▶ [Aim of the exercise] Copy the stretch from "- ProtLib-Designer package" through "via invasive procedures." in the research summary below, swapping "antibody" for "protein" everywhere it occurs.

▶ [Text for analysis]
=== Section Start ===

Research
My research bridges machine learning and high-performance scientific computing, with a focus on interpretable AI and transformative healthcare applications.
AI for Science
I’m applying state-of-the-art transformers and GPT-style models to accelerate antibody engineering, predicting mutations that boost binding affinity and streamlining the design of next-generation therapeutics.
- ProtLib-Designer package : Ligthweight library for antibody design
- Restoring antibody function with machine learning @Nature
- Preemptive optimization of antibody scape variants @Science
I develop end-to-end ML pipelines that turn standard clinical data into actionable insights. For example, using only 12-lead ECGs, I trained deep neural networks on a dataset of 16,000+ simulated hearts to reconstruct high-resolution electroanatomical maps—potentially enabling non-invasive patient stratification previously only possible via invasive procedures.

=== Section End ===

Stored dataset items:
=== Section Start ===

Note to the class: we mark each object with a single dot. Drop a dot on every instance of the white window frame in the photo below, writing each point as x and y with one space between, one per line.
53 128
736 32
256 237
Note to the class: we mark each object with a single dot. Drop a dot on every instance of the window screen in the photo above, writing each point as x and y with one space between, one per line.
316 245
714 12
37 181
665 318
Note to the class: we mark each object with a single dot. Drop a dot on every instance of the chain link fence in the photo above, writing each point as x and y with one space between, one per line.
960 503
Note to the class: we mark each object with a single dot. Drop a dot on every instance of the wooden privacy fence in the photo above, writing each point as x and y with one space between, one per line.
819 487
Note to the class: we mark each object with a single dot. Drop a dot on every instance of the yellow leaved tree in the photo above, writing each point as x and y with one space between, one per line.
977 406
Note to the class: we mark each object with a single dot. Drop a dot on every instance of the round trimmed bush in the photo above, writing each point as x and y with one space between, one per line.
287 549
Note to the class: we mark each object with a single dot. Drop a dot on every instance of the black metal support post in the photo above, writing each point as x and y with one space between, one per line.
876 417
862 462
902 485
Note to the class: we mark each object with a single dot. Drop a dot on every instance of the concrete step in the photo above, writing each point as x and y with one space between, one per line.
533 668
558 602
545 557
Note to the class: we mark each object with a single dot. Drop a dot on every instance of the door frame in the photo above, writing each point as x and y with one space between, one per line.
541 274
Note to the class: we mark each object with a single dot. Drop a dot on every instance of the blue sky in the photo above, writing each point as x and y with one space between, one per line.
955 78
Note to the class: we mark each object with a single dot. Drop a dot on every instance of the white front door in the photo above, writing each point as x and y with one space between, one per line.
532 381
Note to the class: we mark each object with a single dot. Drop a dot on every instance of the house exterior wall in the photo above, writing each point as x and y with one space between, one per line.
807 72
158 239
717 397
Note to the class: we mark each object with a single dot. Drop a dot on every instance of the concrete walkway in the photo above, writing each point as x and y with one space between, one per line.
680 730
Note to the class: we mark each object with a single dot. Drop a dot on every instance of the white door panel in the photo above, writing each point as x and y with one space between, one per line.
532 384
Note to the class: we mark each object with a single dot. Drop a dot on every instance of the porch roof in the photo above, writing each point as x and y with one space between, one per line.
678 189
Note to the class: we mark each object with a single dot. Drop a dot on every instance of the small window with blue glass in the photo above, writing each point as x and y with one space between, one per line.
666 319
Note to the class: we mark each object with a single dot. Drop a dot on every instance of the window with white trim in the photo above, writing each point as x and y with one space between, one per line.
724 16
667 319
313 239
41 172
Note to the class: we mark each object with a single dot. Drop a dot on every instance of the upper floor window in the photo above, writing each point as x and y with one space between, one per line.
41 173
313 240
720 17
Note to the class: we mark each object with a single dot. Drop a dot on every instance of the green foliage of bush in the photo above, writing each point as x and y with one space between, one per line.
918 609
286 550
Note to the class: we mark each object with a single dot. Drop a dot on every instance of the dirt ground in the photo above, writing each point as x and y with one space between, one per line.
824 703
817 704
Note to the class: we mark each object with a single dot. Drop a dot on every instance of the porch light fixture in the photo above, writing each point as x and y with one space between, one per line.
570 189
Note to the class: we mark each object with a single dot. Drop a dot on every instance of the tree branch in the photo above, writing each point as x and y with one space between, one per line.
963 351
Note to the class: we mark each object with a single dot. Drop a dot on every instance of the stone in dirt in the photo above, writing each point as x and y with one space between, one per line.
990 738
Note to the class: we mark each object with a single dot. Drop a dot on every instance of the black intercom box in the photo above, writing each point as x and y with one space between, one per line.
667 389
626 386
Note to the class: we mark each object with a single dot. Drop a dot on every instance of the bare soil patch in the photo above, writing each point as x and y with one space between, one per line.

=== Section End ===

▶ [Worked solution]
- ProtLib-Designer package : Ligthweight library for protein design
- Restoring protein function with machine learning @Nature
- Preemptive optimization of protein scape variants @Science
I develop end-to-end ML pipelines that turn standard clinical data into actionable insights. For example, using only 12-lead ECGs, I trained deep neural networks on a dataset of 16,000+ simulated hearts to reconstruct high-resolution electroanatomical maps—potentially enabling non-invasive patient stratification previously only possible via invasive procedures.